Record excerpts below:

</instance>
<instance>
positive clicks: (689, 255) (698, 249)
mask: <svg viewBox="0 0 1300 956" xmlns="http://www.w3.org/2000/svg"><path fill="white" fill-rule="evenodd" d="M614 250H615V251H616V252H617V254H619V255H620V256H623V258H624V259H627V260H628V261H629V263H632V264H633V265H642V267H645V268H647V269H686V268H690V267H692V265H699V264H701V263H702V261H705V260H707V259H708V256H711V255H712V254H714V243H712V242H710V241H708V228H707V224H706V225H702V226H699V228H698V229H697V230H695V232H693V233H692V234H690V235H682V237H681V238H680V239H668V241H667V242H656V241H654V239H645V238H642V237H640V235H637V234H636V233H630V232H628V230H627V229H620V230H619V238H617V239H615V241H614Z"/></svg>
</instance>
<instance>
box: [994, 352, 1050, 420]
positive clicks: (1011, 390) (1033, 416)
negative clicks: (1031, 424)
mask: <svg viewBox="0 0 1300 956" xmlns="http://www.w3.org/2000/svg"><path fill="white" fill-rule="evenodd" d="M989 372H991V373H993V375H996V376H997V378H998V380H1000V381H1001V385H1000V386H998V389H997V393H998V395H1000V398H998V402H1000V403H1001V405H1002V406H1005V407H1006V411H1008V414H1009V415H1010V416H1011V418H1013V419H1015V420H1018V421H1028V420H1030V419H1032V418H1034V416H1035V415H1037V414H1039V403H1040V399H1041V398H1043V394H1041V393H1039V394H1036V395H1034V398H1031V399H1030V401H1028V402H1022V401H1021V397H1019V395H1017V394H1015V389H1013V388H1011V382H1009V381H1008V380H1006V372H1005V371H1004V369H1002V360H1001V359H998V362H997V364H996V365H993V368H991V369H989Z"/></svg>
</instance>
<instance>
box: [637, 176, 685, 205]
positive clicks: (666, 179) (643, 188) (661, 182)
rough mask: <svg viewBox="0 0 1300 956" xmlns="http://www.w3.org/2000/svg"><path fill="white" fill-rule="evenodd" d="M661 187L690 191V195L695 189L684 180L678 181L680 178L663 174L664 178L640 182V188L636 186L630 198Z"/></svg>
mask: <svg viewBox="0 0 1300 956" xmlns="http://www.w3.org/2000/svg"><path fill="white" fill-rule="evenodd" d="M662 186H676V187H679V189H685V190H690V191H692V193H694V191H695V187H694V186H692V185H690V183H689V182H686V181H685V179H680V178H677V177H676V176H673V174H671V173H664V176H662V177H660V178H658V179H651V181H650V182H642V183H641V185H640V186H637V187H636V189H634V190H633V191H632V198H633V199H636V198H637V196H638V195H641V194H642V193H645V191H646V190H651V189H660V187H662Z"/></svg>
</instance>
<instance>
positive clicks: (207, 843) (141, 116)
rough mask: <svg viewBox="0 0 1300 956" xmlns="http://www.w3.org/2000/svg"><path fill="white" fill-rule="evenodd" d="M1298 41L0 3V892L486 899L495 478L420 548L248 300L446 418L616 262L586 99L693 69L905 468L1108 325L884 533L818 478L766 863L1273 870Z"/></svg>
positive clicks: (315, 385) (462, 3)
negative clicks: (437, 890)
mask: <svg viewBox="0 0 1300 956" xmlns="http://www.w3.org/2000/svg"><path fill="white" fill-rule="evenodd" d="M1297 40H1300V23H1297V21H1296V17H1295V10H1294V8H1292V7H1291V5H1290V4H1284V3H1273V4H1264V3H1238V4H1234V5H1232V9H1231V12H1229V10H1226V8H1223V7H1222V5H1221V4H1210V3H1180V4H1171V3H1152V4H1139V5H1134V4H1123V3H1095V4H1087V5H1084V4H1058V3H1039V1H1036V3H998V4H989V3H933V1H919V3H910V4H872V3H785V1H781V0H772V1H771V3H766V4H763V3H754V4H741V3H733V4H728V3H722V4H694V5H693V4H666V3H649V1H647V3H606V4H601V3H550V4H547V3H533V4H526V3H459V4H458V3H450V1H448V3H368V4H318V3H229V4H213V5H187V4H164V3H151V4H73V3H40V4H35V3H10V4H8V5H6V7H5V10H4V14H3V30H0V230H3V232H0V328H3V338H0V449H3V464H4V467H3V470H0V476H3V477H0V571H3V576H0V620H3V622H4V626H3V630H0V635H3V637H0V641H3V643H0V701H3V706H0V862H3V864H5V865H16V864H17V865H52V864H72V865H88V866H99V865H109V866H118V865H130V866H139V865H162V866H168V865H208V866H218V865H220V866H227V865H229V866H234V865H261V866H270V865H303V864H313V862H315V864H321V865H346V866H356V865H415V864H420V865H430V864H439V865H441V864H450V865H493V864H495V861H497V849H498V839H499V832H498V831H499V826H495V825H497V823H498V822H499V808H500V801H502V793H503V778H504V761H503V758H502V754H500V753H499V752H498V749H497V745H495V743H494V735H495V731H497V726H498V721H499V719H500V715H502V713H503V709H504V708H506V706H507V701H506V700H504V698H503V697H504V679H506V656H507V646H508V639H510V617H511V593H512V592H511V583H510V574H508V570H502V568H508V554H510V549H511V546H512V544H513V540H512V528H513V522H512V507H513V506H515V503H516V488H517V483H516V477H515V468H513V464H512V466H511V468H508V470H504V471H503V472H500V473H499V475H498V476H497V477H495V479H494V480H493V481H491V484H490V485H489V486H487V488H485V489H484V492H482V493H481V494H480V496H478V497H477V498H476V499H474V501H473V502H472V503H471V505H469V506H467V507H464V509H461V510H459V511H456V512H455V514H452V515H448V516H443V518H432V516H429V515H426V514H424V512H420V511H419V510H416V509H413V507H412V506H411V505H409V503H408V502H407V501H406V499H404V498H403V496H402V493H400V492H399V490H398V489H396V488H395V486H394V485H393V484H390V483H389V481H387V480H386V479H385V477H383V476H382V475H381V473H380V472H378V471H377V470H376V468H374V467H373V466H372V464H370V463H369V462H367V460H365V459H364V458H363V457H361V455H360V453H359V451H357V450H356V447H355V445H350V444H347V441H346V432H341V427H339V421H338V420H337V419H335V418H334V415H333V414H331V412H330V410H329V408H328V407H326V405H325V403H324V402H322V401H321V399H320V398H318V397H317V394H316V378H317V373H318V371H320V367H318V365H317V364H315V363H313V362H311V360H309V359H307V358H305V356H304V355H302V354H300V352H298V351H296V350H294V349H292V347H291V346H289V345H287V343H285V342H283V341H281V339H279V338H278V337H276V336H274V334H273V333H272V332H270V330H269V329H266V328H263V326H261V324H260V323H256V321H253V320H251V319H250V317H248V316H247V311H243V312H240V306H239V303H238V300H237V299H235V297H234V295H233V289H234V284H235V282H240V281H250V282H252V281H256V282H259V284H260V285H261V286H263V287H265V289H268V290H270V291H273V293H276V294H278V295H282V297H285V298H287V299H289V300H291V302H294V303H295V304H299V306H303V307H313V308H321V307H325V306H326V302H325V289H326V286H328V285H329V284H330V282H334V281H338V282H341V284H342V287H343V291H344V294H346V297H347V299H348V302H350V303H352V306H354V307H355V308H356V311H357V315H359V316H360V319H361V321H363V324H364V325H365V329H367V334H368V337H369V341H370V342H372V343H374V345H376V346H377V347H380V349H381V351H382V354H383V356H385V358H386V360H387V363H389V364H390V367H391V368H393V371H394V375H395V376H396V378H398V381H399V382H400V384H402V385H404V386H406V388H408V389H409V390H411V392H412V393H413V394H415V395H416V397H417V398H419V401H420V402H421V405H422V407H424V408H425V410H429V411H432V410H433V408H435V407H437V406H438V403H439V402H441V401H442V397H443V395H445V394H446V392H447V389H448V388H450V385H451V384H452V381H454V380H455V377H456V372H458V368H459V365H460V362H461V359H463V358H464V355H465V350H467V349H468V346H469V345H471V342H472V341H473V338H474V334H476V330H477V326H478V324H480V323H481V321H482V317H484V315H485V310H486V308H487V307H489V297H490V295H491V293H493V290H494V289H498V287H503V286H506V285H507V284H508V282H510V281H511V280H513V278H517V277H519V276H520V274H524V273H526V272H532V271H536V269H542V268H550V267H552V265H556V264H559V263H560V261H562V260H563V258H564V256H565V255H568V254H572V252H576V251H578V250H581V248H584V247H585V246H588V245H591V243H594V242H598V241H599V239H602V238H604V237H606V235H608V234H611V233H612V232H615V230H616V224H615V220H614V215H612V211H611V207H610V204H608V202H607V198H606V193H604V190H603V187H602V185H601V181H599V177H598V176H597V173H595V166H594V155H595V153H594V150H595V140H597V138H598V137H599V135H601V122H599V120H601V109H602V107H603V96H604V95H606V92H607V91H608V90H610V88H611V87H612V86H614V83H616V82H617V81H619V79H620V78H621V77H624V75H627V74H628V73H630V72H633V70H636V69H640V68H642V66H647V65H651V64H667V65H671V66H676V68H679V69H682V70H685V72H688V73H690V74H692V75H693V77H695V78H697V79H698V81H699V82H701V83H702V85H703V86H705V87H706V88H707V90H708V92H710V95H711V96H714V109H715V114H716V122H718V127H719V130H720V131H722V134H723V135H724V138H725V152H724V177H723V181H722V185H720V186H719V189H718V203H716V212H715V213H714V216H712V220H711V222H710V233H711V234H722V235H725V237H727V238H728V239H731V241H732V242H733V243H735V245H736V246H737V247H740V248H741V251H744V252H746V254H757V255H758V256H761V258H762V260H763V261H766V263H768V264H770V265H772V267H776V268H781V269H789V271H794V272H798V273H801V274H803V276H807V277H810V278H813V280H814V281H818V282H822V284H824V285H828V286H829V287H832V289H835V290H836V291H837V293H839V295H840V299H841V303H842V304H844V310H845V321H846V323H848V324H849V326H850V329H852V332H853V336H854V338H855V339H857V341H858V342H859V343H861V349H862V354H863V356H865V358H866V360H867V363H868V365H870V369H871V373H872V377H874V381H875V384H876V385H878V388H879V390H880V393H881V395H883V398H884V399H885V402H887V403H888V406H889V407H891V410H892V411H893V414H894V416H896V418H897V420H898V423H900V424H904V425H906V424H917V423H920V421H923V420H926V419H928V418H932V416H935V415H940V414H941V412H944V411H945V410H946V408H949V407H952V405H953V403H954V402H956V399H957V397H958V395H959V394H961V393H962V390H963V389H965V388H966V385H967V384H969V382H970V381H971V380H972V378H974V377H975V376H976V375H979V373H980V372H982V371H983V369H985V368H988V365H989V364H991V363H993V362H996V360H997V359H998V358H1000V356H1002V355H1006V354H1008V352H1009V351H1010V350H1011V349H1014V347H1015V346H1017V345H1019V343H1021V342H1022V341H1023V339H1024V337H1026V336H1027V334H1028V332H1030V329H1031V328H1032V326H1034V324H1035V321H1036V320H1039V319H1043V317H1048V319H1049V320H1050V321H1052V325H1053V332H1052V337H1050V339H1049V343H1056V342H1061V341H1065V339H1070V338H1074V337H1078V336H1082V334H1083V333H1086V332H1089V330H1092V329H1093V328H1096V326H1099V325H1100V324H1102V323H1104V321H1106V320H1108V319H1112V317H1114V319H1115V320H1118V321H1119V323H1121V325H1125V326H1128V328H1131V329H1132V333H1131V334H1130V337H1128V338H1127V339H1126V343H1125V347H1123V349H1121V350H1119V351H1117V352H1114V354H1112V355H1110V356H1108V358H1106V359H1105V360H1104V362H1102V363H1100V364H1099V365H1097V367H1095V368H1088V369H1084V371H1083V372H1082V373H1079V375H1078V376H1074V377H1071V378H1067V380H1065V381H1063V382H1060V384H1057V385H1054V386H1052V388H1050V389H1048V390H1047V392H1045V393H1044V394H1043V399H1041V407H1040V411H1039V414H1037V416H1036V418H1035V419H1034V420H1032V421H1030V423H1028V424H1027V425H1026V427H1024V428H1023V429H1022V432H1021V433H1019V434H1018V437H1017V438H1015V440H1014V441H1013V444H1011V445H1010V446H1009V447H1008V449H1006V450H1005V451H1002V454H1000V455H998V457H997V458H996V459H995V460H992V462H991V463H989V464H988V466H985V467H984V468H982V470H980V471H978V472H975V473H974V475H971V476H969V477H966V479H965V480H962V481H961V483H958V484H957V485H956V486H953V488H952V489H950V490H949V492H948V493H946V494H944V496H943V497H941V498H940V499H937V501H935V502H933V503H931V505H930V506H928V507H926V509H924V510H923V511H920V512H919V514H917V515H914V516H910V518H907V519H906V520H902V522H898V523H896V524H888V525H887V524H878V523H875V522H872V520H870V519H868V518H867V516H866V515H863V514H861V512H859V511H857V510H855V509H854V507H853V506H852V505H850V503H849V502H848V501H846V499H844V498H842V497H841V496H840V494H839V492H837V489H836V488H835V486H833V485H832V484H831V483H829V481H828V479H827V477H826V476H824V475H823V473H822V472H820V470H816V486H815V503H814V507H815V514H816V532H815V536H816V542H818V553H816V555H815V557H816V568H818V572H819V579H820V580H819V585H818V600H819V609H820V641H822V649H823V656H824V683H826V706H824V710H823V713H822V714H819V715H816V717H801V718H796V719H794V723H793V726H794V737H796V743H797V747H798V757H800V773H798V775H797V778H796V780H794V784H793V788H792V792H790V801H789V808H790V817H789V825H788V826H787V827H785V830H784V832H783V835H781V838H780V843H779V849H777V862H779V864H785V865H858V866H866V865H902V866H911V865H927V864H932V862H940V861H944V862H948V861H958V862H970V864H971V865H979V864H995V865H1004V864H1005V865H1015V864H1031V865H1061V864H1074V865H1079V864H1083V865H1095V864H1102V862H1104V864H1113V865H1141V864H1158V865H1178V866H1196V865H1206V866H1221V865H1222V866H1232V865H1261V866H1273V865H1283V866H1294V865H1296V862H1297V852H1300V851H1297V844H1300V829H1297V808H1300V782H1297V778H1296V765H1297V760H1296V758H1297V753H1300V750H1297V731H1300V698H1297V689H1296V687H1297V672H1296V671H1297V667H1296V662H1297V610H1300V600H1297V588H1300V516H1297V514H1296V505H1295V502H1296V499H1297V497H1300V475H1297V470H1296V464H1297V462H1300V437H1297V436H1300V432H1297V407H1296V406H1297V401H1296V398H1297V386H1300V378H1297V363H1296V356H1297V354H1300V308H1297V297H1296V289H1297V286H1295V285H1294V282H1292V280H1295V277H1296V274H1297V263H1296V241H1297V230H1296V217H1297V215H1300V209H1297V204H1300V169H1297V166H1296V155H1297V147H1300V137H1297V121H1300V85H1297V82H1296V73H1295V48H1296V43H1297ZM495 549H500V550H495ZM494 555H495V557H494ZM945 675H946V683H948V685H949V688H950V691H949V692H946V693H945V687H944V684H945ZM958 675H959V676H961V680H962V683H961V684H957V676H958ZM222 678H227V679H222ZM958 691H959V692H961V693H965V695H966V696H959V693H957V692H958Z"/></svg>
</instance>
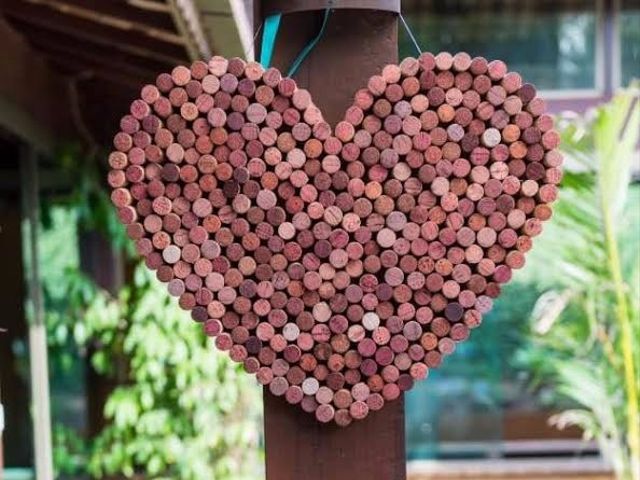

End of Record excerpts.

→ **Task**:
Report every line of the material above that contains the string "rough", copying each line in full.

→ **Solution to the exercise**:
rough mask: <svg viewBox="0 0 1300 956" xmlns="http://www.w3.org/2000/svg"><path fill="white" fill-rule="evenodd" d="M661 187L690 191V195L695 189L684 180L678 181L680 178L663 174L664 178L640 182V188L636 186L630 198Z"/></svg>
rough mask: <svg viewBox="0 0 1300 956" xmlns="http://www.w3.org/2000/svg"><path fill="white" fill-rule="evenodd" d="M1298 41L0 3V892L486 899L495 478L420 548L248 300L446 418L616 262L586 99L693 69L905 468L1108 325L884 533L818 478L766 863L1273 870Z"/></svg>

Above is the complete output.